┌─ Records provided
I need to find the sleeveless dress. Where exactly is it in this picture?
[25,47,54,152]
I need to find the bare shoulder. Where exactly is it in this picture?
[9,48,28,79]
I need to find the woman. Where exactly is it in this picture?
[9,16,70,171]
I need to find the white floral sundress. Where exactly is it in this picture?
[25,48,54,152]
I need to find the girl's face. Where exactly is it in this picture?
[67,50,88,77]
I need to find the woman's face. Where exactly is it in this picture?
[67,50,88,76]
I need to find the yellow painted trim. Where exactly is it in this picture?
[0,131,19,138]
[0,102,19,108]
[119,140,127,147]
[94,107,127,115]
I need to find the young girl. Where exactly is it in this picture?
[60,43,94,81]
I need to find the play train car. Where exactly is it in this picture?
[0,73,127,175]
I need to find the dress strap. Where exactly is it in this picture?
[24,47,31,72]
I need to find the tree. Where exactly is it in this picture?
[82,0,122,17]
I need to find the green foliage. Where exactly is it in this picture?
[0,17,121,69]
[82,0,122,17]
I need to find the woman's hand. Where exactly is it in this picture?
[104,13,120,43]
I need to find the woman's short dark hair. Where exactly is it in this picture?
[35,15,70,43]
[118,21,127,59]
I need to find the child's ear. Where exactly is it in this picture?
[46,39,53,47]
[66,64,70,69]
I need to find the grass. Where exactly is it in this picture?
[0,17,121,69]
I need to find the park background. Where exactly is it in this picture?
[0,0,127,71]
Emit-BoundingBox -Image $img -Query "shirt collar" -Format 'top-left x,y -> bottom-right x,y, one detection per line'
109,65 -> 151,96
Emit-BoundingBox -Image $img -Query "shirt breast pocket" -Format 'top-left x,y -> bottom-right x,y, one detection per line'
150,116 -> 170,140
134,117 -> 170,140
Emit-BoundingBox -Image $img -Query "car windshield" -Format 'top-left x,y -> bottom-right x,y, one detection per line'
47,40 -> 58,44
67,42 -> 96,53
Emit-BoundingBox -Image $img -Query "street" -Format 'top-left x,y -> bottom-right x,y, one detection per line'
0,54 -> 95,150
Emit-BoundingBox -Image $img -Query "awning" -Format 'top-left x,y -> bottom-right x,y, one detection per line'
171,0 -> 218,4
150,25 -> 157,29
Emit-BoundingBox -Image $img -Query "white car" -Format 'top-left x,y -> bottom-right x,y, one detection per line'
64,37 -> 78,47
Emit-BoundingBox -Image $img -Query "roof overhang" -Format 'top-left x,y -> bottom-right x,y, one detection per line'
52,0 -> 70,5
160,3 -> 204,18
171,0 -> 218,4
└─
# To do
Copy these records word for word, starting at the line that has "I need to find the woman." and ending after the line that has "[0,0,127,71]".

# Expected answer
I need to find the woman. Where exactly is it in this picture?
[9,16,70,171]
I need to find the white floral sundress. Where exactly is it in this picture?
[25,48,54,152]
I need to find the girl's face. Where exactly is it in this picture?
[67,50,88,77]
I need to find the woman's face. Where exactly is it in this picture?
[67,50,88,76]
I need to find the yellow painted trim. Where exactly is it in this picture?
[0,131,19,138]
[0,102,19,108]
[119,140,127,147]
[94,107,127,115]
I need to find the young girl. Where exactly is it in this picture?
[60,43,94,81]
I need to find the play train car. Where exactly is it in this picture?
[0,73,127,175]
I need to find the dress strap. Where exactly is it in this picture?
[24,47,31,72]
I need to find the tree. Where exactly is it in this picture?
[82,0,122,17]
I need to find the green foliage. Where exactly is it in this picture?
[0,17,121,69]
[82,0,122,17]
I need to find the woman's hand. Where exactly is it in this picture?
[104,13,120,43]
I need to find the woman's short dark hair. Where exactly is it in this picture?
[35,15,70,43]
[118,21,127,59]
I need to find the child's ear. Where exactly is it in this picture?
[46,39,53,47]
[66,64,70,69]
I need to find the grass. Where exactly is it in this picture?
[0,17,121,69]
I need to find the park background. Where exactly is it in this picture?
[0,0,127,71]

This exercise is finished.